▸ **Task brief**
Please find each line in the records below that contains the string "Query" and copy it out in full.

▸ **Given data**
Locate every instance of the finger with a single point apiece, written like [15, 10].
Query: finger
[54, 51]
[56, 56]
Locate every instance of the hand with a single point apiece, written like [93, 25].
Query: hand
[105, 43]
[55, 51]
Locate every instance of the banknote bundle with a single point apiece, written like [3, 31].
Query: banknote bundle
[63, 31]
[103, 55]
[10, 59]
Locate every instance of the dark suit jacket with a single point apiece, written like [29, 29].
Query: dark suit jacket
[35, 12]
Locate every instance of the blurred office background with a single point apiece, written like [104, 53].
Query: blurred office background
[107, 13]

==

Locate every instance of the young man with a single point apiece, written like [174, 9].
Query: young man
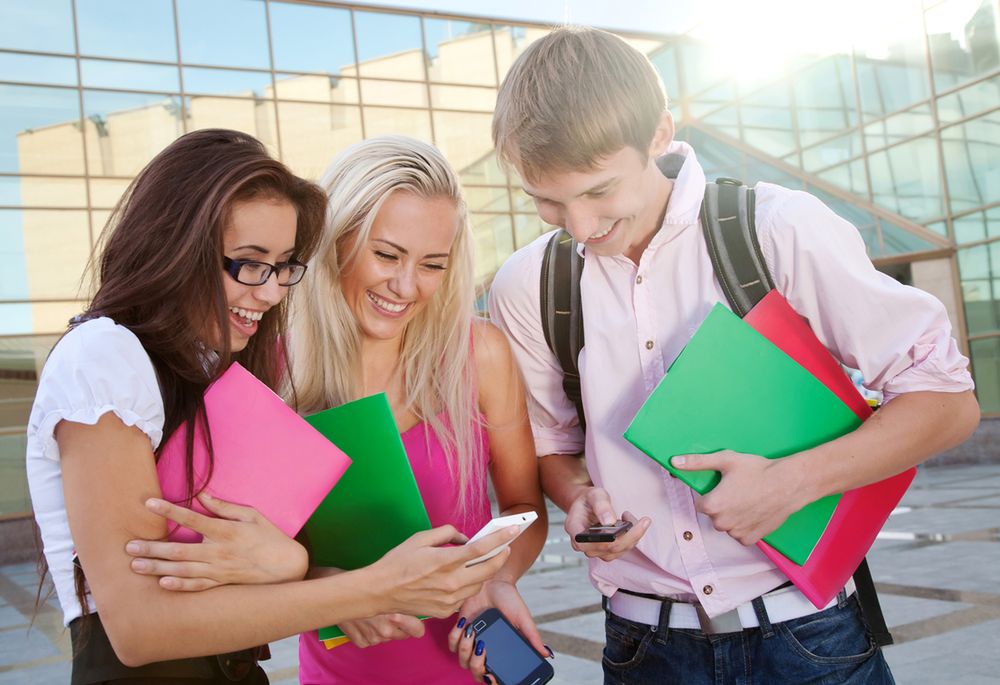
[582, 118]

▸ **Written answer**
Query: finger
Query: hand
Query: banknote bundle
Query: dark suit jacket
Query: blurred office background
Query: young man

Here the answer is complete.